## PROMPT
Beginning with the line containing "Would you mind pinning the person carrying" and ending with the last line, repeat the records exactly.

## GIVEN INFORMATION
■ ■ ■ ■

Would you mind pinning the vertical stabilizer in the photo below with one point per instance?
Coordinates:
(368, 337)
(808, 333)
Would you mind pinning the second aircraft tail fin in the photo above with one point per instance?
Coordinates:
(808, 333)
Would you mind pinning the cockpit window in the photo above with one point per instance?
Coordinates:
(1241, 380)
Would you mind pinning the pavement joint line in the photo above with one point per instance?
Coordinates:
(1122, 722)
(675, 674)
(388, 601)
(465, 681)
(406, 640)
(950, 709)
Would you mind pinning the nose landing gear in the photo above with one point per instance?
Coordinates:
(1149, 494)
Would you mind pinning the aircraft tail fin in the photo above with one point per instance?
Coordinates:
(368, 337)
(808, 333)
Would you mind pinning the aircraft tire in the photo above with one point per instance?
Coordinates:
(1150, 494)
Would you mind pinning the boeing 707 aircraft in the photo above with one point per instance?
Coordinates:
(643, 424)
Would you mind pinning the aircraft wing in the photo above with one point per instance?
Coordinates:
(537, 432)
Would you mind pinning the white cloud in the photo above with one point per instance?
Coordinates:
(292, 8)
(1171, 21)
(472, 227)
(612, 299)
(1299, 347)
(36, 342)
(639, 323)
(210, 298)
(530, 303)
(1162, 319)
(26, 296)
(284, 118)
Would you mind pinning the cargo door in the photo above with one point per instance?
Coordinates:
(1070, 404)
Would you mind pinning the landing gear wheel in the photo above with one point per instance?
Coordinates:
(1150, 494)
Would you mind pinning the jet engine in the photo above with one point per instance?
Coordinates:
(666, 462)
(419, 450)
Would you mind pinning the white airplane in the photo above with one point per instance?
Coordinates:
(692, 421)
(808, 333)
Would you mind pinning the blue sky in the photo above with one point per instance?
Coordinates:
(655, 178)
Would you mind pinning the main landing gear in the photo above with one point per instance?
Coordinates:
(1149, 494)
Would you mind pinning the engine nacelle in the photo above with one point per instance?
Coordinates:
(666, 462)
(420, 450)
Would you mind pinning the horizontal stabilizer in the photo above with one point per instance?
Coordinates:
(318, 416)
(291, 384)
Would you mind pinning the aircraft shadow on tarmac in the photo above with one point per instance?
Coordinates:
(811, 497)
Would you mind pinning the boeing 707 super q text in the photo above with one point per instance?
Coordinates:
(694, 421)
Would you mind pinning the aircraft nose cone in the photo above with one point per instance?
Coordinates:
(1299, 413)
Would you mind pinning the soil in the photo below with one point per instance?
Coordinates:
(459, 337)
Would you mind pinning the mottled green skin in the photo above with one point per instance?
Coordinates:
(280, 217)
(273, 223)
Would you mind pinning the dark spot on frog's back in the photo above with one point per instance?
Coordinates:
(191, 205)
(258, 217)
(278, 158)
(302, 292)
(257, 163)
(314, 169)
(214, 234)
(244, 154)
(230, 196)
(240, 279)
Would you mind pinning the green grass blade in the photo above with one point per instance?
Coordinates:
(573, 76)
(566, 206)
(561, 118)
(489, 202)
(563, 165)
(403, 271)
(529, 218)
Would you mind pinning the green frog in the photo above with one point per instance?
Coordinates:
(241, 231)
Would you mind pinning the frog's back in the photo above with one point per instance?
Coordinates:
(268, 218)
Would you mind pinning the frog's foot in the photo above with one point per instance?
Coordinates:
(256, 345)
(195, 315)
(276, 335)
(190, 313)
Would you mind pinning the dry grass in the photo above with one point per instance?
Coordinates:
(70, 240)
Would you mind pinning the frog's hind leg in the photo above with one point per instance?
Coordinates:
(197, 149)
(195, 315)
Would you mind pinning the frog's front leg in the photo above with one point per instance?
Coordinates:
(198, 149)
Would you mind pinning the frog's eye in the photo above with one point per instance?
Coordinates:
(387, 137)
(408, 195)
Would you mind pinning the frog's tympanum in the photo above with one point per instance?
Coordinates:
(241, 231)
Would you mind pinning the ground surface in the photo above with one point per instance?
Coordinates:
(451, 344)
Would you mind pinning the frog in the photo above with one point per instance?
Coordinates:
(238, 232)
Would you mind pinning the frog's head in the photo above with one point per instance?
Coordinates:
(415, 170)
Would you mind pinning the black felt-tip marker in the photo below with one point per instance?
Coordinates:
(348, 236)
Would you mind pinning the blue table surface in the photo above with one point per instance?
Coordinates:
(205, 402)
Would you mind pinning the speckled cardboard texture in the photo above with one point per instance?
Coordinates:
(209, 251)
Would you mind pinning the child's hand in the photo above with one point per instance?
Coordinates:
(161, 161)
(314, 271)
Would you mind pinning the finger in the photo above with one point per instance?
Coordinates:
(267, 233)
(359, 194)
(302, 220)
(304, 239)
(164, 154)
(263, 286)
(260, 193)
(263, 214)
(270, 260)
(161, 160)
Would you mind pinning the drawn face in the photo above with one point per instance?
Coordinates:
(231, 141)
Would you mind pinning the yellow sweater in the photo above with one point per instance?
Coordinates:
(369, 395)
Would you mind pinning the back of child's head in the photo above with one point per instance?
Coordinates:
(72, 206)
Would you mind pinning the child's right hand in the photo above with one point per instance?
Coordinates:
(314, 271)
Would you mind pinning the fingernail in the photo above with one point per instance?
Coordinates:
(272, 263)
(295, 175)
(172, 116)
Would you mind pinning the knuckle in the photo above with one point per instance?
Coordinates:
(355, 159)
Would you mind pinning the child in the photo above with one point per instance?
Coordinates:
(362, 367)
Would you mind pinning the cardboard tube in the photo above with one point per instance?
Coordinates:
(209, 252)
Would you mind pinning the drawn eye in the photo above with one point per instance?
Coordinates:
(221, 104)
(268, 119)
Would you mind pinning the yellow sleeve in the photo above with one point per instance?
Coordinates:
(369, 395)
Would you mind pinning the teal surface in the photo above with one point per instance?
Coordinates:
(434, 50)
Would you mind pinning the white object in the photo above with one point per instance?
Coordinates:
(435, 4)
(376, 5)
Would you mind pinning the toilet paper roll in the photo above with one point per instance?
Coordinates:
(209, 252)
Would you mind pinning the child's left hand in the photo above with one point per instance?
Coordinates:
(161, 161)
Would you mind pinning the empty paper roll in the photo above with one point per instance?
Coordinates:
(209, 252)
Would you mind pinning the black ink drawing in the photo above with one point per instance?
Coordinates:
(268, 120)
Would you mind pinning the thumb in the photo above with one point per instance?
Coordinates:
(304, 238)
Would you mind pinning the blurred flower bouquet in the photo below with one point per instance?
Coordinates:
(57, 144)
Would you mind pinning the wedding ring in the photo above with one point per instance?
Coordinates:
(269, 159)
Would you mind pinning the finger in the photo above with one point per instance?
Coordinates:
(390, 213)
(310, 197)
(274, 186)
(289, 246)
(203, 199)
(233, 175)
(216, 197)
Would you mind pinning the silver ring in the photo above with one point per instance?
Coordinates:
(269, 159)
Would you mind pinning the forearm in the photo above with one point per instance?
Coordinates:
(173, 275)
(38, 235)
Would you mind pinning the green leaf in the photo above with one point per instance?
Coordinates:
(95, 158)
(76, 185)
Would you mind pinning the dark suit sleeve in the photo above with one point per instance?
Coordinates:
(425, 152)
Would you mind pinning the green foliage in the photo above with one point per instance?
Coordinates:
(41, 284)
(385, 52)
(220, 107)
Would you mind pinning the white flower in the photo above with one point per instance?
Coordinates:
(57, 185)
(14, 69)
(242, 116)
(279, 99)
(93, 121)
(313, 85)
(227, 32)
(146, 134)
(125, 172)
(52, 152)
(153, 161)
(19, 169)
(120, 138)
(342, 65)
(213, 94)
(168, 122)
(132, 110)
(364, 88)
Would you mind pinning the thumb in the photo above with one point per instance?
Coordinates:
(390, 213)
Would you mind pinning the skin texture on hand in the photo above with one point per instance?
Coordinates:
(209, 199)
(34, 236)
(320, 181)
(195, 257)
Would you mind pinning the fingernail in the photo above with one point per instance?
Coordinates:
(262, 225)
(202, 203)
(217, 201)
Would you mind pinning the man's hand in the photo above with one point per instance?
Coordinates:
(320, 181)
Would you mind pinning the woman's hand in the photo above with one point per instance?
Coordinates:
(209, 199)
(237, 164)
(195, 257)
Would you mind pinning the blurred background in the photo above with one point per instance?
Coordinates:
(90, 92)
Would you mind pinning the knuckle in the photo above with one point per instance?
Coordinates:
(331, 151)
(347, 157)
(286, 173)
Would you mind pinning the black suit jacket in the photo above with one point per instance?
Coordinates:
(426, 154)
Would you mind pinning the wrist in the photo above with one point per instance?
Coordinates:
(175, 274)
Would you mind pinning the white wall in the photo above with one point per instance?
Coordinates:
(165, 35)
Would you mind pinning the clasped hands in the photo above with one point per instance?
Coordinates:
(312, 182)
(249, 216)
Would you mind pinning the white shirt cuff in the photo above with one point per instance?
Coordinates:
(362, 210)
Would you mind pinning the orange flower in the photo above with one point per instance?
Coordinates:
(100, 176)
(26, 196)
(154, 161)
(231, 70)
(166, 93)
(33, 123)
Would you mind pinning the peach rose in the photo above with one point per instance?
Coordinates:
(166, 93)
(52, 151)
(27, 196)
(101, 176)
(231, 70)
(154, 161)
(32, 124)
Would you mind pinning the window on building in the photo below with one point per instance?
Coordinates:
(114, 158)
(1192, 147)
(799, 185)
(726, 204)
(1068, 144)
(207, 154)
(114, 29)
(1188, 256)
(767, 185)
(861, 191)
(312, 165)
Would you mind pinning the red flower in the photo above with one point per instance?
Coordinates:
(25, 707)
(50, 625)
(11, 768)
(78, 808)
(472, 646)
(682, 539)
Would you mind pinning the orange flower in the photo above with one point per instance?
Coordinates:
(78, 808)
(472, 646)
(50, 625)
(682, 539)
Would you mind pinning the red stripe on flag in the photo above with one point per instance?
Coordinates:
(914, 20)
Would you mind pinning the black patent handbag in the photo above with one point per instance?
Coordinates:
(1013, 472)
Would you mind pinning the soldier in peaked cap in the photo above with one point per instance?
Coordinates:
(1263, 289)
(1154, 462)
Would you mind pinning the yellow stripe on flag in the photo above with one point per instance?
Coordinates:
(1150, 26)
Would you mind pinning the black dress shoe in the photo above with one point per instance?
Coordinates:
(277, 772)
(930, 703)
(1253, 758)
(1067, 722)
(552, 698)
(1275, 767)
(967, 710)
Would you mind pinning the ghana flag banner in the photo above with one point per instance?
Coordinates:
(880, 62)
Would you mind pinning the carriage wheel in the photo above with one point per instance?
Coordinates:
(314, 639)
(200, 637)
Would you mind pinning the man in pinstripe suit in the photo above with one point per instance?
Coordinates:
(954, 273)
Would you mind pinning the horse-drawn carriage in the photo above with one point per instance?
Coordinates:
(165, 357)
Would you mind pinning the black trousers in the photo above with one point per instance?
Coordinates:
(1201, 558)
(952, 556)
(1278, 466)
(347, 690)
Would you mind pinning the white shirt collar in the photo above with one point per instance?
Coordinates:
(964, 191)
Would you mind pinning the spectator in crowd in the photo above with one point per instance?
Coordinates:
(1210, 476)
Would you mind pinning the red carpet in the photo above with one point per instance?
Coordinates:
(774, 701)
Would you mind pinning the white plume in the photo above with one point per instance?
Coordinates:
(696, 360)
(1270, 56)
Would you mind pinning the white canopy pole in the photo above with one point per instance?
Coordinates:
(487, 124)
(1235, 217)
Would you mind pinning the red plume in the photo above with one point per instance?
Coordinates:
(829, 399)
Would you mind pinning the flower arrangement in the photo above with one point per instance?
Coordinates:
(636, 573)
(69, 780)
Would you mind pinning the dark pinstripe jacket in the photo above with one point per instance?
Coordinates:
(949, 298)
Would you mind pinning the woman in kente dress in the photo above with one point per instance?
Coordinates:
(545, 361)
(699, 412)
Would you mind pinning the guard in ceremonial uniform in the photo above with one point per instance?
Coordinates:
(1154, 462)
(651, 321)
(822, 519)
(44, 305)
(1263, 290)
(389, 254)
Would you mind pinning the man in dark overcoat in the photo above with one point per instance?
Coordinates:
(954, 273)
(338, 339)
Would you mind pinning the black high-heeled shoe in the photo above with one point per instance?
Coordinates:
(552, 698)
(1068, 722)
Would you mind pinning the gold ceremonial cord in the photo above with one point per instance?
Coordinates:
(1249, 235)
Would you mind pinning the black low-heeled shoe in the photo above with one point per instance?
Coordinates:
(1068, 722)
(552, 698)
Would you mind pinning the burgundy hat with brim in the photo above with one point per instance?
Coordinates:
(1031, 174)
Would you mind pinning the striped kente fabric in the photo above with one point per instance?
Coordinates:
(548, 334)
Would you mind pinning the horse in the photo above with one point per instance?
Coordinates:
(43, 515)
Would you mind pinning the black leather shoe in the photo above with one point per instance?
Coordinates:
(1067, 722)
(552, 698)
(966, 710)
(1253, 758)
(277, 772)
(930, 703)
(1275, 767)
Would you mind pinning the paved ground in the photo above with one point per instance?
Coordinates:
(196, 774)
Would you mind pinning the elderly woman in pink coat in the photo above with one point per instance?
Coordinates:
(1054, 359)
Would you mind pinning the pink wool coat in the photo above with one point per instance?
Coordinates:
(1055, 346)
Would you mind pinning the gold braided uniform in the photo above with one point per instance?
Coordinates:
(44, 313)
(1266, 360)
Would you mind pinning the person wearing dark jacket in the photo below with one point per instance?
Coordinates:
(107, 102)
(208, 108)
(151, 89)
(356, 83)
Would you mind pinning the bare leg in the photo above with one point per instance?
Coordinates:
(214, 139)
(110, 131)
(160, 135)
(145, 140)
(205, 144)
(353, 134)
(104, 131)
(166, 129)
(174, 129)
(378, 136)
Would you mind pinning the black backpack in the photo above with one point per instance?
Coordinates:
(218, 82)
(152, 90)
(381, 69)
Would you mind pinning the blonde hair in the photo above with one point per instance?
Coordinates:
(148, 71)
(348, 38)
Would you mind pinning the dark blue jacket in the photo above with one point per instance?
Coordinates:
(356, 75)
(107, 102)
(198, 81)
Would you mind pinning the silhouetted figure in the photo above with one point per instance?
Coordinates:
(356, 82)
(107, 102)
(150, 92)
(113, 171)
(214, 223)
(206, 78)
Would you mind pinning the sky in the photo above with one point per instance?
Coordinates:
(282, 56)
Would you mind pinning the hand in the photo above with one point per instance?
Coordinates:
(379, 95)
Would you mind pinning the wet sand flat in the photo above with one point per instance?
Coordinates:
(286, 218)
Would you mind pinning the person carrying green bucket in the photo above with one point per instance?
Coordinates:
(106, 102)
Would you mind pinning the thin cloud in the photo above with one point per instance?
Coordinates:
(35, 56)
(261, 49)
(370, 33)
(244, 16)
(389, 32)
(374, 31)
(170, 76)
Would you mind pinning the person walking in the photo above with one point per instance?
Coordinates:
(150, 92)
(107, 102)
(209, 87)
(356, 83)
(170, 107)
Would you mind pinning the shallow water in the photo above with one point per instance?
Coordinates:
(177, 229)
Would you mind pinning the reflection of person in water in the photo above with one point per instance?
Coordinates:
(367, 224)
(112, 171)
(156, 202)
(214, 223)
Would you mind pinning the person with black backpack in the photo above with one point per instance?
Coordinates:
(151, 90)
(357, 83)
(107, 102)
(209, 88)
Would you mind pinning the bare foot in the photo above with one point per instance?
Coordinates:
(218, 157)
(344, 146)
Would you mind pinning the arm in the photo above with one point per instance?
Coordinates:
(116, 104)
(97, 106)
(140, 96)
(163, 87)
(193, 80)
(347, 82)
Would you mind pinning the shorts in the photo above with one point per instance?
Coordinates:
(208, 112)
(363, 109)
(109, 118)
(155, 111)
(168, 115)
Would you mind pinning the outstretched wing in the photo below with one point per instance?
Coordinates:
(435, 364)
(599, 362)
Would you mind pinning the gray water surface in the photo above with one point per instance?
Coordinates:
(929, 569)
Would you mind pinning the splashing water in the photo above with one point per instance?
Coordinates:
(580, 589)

■ ■ ■ ■

## SOLUTION TO THE PROBLEM
Would you mind pinning the person carrying green bucket in the photo above with one point per instance?
Coordinates:
(106, 102)
Would you mind pinning the thin cloud in the photo above with one point per instance?
Coordinates:
(35, 56)
(261, 49)
(370, 33)
(244, 16)
(389, 32)
(374, 31)
(170, 76)
Would you mind pinning the person walking in the photo above with one point per instance?
Coordinates:
(150, 92)
(107, 102)
(209, 87)
(356, 83)
(170, 107)
Would you mind pinning the shallow water in the photo above with one point per instance?
Coordinates:
(177, 229)
Would you mind pinning the reflection of person in water in the photo above with one point per instance?
Coordinates:
(367, 224)
(112, 171)
(156, 202)
(214, 223)
Would you mind pinning the person with black backpack in the photo above with one point per instance?
Coordinates:
(151, 90)
(357, 83)
(107, 102)
(209, 88)
Would you mind pinning the bare foot in the photo above with one point per instance?
Coordinates:
(218, 157)
(344, 146)
Would you mind pinning the arm in the photo above with one point per instance?
Coordinates:
(116, 104)
(97, 106)
(140, 96)
(163, 87)
(193, 80)
(347, 82)
Would you mind pinning the shorts in the photo above with one point per instance?
Coordinates:
(208, 112)
(363, 109)
(109, 118)
(155, 111)
(168, 115)
Would you mind pinning the outstretched wing in the photo below with one point per instance?
Coordinates:
(435, 364)
(599, 362)
Would you mind pinning the gray water surface in the photo above with one point per instance?
Coordinates:
(929, 569)
Would you mind pinning the splashing water in the photo above with one point per instance?
Coordinates:
(580, 589)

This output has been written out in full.